Records from a data collection
<<<<

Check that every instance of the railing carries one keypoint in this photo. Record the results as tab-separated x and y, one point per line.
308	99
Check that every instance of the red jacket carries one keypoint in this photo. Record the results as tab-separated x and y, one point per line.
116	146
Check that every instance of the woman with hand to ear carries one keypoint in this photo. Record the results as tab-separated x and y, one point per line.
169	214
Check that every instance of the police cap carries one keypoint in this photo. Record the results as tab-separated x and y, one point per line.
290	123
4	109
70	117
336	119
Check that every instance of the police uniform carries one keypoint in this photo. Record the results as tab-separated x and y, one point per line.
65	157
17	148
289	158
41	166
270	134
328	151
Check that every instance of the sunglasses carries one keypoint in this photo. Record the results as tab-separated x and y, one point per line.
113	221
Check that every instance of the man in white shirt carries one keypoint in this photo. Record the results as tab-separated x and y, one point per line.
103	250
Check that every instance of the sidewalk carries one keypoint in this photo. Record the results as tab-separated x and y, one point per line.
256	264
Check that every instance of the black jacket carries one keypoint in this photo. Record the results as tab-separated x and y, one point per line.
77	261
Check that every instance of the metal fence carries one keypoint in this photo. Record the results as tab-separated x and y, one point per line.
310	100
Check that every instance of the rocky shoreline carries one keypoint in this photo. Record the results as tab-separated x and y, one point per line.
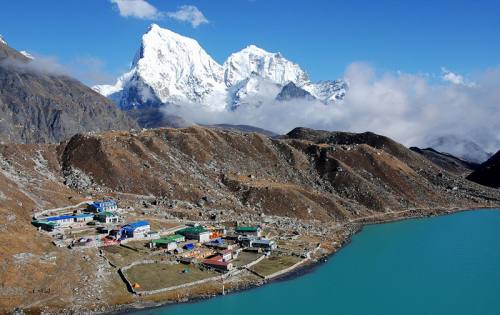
349	231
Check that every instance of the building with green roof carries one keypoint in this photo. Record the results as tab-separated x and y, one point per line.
107	217
199	233
169	242
45	225
248	230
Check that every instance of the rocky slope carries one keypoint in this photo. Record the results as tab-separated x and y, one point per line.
39	106
488	173
313	177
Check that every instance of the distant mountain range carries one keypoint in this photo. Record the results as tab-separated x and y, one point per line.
172	69
39	106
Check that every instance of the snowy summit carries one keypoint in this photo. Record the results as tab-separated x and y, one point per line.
173	69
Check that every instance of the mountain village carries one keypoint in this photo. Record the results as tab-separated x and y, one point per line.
153	256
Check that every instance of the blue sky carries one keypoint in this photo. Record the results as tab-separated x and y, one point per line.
322	36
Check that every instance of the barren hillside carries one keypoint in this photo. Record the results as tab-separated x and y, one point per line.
311	176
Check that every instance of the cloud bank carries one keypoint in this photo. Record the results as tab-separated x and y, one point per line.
141	9
189	14
90	70
406	107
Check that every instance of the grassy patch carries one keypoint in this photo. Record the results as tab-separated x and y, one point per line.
121	256
157	276
274	264
244	258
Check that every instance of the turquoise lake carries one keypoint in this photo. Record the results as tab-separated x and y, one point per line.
441	265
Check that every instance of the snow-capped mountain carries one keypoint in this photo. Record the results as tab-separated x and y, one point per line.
172	69
167	68
270	66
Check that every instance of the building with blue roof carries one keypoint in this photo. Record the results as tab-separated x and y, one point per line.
68	219
135	228
103	206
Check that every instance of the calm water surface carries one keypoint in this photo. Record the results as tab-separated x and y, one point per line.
442	265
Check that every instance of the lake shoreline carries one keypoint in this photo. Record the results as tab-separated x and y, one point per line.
352	228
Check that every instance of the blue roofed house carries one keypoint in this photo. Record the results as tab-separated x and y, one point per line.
134	229
64	220
103	206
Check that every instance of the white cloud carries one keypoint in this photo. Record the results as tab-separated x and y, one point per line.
454	78
189	14
140	9
89	70
406	107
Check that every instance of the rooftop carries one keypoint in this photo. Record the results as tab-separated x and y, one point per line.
247	228
167	239
192	230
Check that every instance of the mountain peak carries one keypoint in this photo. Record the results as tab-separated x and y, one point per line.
268	65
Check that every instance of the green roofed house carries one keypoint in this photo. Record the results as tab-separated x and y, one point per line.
248	230
198	233
107	217
45	225
169	242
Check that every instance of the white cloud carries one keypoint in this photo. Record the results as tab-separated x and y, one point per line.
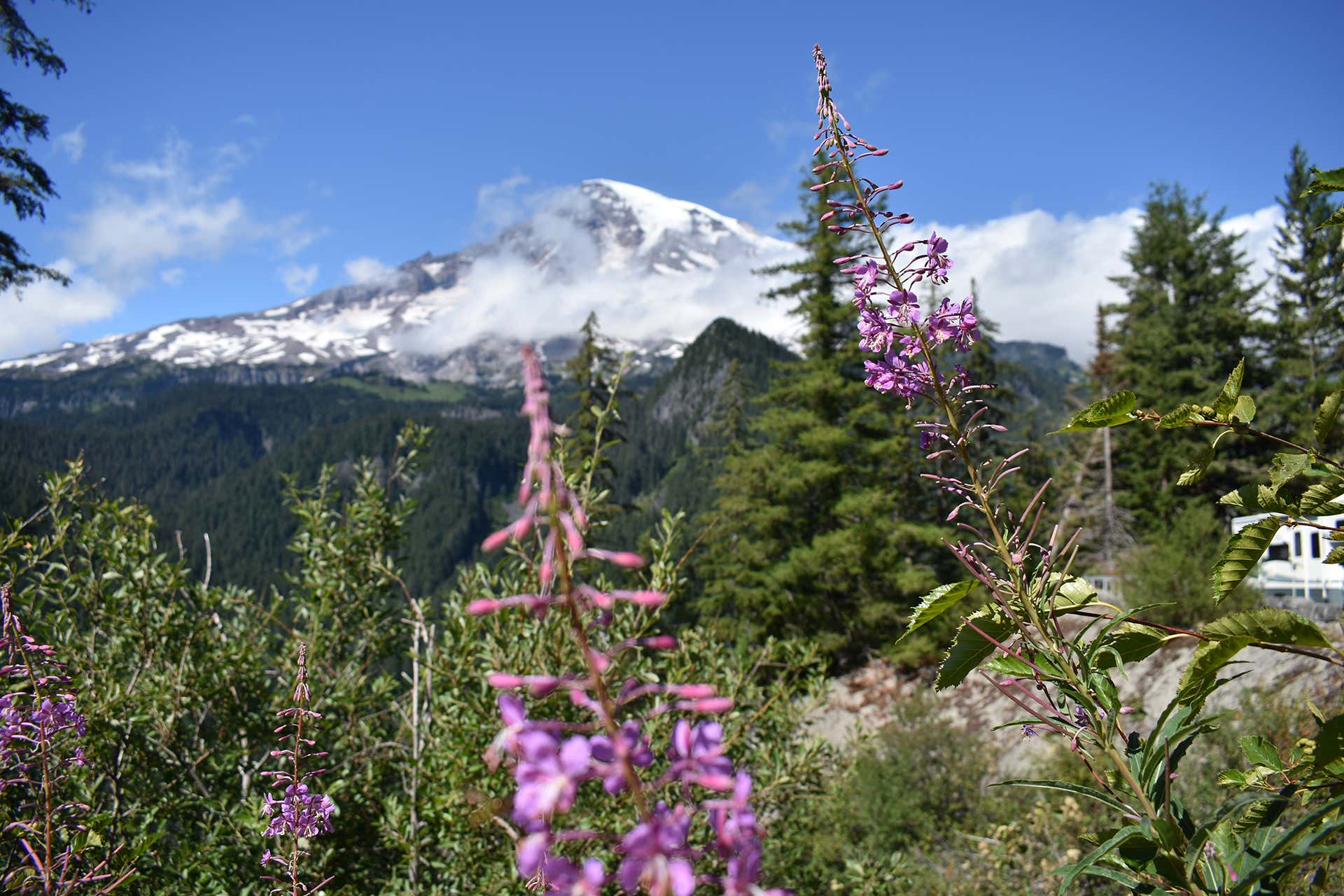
366	269
1042	277
298	280
505	295
73	143
164	209
502	203
46	311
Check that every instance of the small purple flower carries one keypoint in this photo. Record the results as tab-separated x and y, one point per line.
631	745
564	876
549	774
655	855
698	758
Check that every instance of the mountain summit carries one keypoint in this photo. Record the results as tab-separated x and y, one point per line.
656	270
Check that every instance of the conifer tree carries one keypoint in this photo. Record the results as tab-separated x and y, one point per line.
24	184
820	514
1307	342
1184	326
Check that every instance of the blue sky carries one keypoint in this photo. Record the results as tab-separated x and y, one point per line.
225	158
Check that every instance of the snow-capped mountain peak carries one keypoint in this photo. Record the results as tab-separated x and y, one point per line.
656	270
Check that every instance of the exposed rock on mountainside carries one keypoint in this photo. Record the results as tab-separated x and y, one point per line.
438	317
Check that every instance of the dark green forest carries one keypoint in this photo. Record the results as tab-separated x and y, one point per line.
781	503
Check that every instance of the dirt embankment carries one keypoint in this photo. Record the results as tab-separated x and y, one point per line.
866	699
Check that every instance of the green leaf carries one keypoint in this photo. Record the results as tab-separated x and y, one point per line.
1226	399
937	602
1242	552
1285	466
1200	675
1319	496
1073	594
1180	416
1198	468
1085	864
1092	793
1329	742
1130	641
1259	498
1326	182
1327	415
1268	625
1114	410
1245	410
1260	751
971	648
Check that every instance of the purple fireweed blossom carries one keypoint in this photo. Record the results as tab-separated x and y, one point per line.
564	876
549	774
299	812
631	746
552	762
39	724
656	855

>>>>

→ **Exercise**
Quote every line word for word and keep the images out of the copy.

→ **Reply**
Check that every instance of the railing carries one keypoint in this photo. Record the results as tab-separated x and y, one point per line.
308	99
Check that every instance of the red jacket carries one keypoint in this photo. Record the results as tab-separated x and y, one point per line.
116	146
Check that every instance of the woman with hand to ear carries one keypoint in this photo. Record the results as tab-separated x and y, one point per line.
169	214
Check that every instance of the police cap carries one keypoint in this photo. Record the results as tab-separated x and y, one point per line.
290	123
4	109
70	117
336	119
Check that every instance of the police uniform carries one keypoint in this photo. Record the results as tab-separated x and y, one point per line.
65	157
17	148
289	158
41	166
270	134
328	151
Check that every instance of the sunglasses carries one keypoint in this photo. Record the results as tab-separated x and y, one point per line.
113	221
Check that every instance of the man in white shirt carries one keypoint in this photo. Record the results as tab-separated x and y, one point per line.
103	250
Check that every instance of the sidewalk carries one keypoint in this photo. Record the results as tab-separated x and y, one point per line.
256	264
Check that every instance of the black jacket carries one keypoint in this photo. Record the results as tab-separated x and y, one point per line.
77	261
Check that every instance of the metal fence carries one keypoint in this photo. Record the results as tab-separated x and y, one point per line.
310	100
Check that every instance of the rocky shoreline carries one keypoint in this photo. Record the results as tab-separated x and y, one point per line.
349	231
Check that every instance of the building with green roof carries one keypoint in this photo. Record the results as tab-separated x and y, one point per line.
107	217
199	233
169	242
45	225
248	230
Check that every instance of the rocky slope carries one keypoint in this photo. Record the results as tab-separated x and y, one point per line.
39	106
488	173
313	177
Check that every instance of the distant mountain range carries one keypoint in this photo. Record the results as tab-separated x and y, one point per line.
172	69
39	106
Check that every instance of the snowy summit carries one keypoint in this photo. Record the results as tab-separated x and y, one point per line.
173	69
Check that every instance of the mountain village carries one keypoint in this photo. Record the results as tab-separated x and y, one point per line.
153	256
Check that every instance of the blue sky carries one keypoint in this photo. Record the results as tab-separated x and y, one point per line.
322	36
Check that every instance of the barren hillside carries one keypoint in this photo. Record the results as tab-separated x and y, one point per line.
311	176
Check that every instance of the cloud bank carries one keypoint in this photo. Record the results as tab-separated x and y, one point per line.
141	9
189	14
90	70
406	107
Check that every instance of the grassy patch carries one keypoint in this photo. Record the results as tab-separated x and y, one point per line.
121	256
157	276
274	264
244	258
Check that every instance of the turquoise lake carries one keypoint in this photo. Record the results as tab-separated x and y, one point per line.
441	265
Check that every instance of the snow-capped mountain carries one keypoint in this photo. Record the results as tab-separated x and y, one point per line.
172	69
167	68
270	66
Check that every instance of the building with blue roof carries one keypoint in this photo. Record the results as tab-separated x and y, one point per line.
68	219
135	228
103	206
Check that every instance of the calm water surface carries one keypoint in this photo. Record the results as tab-separated x and y, one point per line.
442	265
Check that every instance of the lake shoreline carries one keypoint in this photo. Record the results as tab-separated x and y, one point per line.
352	228
Check that every instance of the blue roofed house carries one keypoint in this photo. Record the results as tab-separated x and y, one point per line.
134	229
64	220
103	206
Check that every instance of the white cloud carries one keypoint in this photo. Record the results as tab-separated x and y, one point per line.
454	78
189	14
140	9
89	70
406	107
Check that every instance of the rooftop carries one keypoint in this photo. Record the results as tab-separated x and y, one point per line.
247	228
167	239
192	230
Check that every instance of the mountain peak carries one keypoint in this photo. Record the results as tab-separated x and y, one point per line.
268	65
Check that every instance of the green roofed house carries one keypoint in this photo. Record the results as tab-separated x and y, one point per line.
248	230
198	233
107	217
45	225
169	242
Check that every instance of the white cloud carries one keypoint in this photo. Record the results as tab-separated x and y, one point per line.
366	269
1042	277
298	280
505	295
73	143
164	209
502	203
46	311
Check that every instance of the small purple flower carries one keypoint in this photo. Record the results as tab-separated x and y, one point per line.
631	745
564	876
549	774
655	855
698	758
Check that every instance of the mountain summit carries one keypoint in this photo. Record the results as tab-separated x and y, one point per line.
656	270
Check that every instance of the conifer tree carries one keypoint in this photo. Record the results as tab-separated x and y, one point per line.
24	184
820	514
1307	342
1184	326
Check that every instance of the blue sky carries one keypoint in this photo. Record the results as tab-separated x and y, one point per line.
225	158
Check that every instance of the snow-capped mountain peak carries one keypoint in this photo. Record the results as tab-separated x and y, one point per line.
656	270
Check that every instance of the exposed rock on mountainside carries one keypoint in this photo. Record the results as tab-separated x and y, one point per line.
438	317
Check that every instance of the dark green forest carries one keypoint in this photo. Record the results as tab-separated x and y, one point per line.
781	503
Check that every instance of the dirt embankment carries one keypoint in this photo. Record the results as tab-separated x and y, one point per line.
866	699
Check that every instance of the green leaf carries one keypoint in this photo. Record the results as tab-separated x and y, one point per line.
1226	399
937	602
1242	552
1285	466
1200	675
1319	496
1073	594
1180	416
1198	468
1085	864
1092	793
1329	742
1130	641
1259	498
1326	182
1327	415
1268	625
1114	410
1245	410
1260	751
971	648
Check that every instance of the purple fireweed blossom carries one keypoint in this photo. Record the results as tab-separated x and y, one point per line.
564	876
549	774
299	812
631	746
552	762
39	724
656	855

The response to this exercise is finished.